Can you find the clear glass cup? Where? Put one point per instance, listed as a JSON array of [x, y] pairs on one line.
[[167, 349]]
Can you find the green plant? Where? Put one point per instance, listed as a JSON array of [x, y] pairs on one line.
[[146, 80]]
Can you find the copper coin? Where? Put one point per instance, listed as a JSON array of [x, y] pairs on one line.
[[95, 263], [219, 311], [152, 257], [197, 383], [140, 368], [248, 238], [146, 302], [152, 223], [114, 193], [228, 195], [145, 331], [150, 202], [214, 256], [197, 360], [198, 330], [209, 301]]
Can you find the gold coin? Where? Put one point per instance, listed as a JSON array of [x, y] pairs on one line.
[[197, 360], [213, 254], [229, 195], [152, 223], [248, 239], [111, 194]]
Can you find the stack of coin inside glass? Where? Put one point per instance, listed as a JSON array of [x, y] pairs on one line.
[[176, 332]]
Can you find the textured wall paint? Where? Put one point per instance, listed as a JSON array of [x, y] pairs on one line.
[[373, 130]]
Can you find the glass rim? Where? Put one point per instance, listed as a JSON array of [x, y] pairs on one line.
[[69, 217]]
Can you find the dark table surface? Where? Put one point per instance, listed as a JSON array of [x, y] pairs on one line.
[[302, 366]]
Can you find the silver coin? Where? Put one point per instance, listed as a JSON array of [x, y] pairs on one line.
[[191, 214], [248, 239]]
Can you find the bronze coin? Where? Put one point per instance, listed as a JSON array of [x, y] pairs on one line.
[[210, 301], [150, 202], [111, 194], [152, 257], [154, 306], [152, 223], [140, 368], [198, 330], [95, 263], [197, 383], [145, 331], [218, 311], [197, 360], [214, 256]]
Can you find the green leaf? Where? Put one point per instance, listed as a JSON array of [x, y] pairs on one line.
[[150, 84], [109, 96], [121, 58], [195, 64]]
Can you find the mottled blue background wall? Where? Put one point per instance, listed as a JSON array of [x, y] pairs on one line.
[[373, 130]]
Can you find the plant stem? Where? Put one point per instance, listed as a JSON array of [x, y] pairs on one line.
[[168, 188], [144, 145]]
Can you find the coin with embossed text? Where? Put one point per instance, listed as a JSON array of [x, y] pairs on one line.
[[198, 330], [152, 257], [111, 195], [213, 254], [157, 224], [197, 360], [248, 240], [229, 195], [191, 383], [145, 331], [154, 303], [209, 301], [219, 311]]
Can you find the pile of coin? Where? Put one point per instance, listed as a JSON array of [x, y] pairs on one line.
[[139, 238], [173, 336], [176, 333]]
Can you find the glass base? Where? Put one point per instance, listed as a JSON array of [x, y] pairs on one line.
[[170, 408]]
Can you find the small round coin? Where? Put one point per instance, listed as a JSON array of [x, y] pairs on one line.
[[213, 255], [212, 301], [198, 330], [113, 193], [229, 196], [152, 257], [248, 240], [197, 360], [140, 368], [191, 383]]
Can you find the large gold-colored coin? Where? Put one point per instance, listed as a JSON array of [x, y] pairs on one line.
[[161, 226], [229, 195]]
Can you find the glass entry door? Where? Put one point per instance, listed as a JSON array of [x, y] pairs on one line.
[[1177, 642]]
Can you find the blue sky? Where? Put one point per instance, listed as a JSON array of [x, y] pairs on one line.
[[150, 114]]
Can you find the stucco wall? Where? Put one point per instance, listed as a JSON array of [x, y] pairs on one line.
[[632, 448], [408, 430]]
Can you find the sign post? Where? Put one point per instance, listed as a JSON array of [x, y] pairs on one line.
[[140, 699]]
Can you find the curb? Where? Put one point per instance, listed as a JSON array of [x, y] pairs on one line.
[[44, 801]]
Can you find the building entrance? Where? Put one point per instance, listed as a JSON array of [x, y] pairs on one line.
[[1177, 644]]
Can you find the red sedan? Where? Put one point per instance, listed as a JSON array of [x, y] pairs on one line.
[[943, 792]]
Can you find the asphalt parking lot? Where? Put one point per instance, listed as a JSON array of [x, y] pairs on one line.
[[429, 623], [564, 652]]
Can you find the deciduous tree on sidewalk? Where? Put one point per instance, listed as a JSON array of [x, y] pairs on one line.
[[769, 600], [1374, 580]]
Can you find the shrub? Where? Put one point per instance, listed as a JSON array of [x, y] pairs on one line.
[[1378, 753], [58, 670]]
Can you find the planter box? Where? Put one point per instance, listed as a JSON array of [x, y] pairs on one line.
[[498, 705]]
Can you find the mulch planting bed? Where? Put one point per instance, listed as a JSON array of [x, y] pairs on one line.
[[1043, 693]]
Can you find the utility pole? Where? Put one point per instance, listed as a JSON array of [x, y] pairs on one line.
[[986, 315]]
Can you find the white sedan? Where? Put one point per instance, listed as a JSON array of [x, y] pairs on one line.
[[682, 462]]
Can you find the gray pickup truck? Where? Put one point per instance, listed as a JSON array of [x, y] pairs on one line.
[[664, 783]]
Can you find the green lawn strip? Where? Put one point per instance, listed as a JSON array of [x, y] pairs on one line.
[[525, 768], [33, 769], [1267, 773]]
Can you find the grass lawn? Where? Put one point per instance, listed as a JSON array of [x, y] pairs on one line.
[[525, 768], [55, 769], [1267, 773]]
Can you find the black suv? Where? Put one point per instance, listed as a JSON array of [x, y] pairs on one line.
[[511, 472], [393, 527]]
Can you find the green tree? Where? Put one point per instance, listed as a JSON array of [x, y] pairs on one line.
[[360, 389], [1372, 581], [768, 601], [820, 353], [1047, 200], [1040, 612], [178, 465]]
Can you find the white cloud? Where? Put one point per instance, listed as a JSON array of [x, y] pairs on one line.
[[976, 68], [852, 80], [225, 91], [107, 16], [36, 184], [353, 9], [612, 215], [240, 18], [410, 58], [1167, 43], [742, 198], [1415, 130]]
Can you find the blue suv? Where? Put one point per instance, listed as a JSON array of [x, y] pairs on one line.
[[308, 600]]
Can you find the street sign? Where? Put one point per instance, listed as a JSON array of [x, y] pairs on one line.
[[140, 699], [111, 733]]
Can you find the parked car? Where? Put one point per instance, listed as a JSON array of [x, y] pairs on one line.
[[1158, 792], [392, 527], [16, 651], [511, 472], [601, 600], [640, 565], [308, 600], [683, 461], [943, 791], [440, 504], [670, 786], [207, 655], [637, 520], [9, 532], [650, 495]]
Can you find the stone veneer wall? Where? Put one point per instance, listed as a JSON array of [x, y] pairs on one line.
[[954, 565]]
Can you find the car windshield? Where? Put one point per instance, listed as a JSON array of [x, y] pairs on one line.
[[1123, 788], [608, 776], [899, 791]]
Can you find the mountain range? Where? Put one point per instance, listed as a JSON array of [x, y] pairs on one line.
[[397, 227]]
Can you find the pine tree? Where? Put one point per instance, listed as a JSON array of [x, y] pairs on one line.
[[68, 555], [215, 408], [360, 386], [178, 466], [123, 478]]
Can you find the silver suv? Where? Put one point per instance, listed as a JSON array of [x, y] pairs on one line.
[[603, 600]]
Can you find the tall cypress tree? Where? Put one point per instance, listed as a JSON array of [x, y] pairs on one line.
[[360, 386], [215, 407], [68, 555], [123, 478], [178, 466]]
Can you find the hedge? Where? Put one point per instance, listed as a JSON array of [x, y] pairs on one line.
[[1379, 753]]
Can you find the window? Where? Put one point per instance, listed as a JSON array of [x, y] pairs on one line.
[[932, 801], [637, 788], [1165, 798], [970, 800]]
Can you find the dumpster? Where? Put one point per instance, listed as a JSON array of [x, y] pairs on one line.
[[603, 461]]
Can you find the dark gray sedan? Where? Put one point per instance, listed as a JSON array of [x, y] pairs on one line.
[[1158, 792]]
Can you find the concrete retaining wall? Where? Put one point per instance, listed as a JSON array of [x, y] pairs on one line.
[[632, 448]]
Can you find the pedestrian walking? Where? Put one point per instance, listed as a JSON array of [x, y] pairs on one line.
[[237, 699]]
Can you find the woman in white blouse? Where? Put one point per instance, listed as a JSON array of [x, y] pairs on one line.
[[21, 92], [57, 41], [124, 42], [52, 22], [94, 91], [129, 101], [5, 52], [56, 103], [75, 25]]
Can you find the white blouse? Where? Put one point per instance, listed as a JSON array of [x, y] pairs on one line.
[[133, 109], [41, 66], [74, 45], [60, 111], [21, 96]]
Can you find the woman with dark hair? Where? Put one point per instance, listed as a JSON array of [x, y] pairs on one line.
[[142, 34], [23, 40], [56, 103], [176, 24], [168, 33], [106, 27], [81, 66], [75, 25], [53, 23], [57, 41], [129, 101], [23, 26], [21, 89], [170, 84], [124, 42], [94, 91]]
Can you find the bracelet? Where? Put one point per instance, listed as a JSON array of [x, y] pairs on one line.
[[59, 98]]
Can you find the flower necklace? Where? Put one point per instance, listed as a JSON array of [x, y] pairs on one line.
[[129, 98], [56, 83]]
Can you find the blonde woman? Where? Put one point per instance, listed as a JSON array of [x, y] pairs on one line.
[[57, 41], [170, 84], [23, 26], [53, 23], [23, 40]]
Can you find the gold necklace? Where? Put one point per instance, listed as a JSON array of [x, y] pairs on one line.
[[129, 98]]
━━━━━━━━━━━━━━━━
TASK DETAILS
Return exactly the lines from the one containing "Can you find the woman with" through the last line of the records above, both included, and nothing else.

FULL ANSWER
Can you find the woman with dark hair? Where? Put one point per instance, listed as a JSON array of [x, y] pairs on one line.
[[142, 34], [23, 40], [56, 103], [176, 24], [168, 33], [106, 27], [81, 66], [75, 25], [53, 23], [57, 41], [129, 101], [23, 26], [21, 89], [170, 84], [124, 42], [94, 91]]
Can you find the bracelet? Where? Put one point per instance, listed as a JSON array of [x, y] pairs on one line.
[[59, 98]]
Can you find the flower necklace? Where? Put one point per instance, listed as a JSON array of [x, y] pairs on one line.
[[129, 98], [56, 83]]
Can you find the blonde woman? Where? Put one point per instance, listed as a JSON array of [x, y] pairs on one line.
[[57, 41], [170, 84], [23, 26], [53, 23], [23, 40]]
Can you find the gold necklace? Where? Put one point per instance, listed as a JSON array of [x, y] pairs on one line.
[[129, 98]]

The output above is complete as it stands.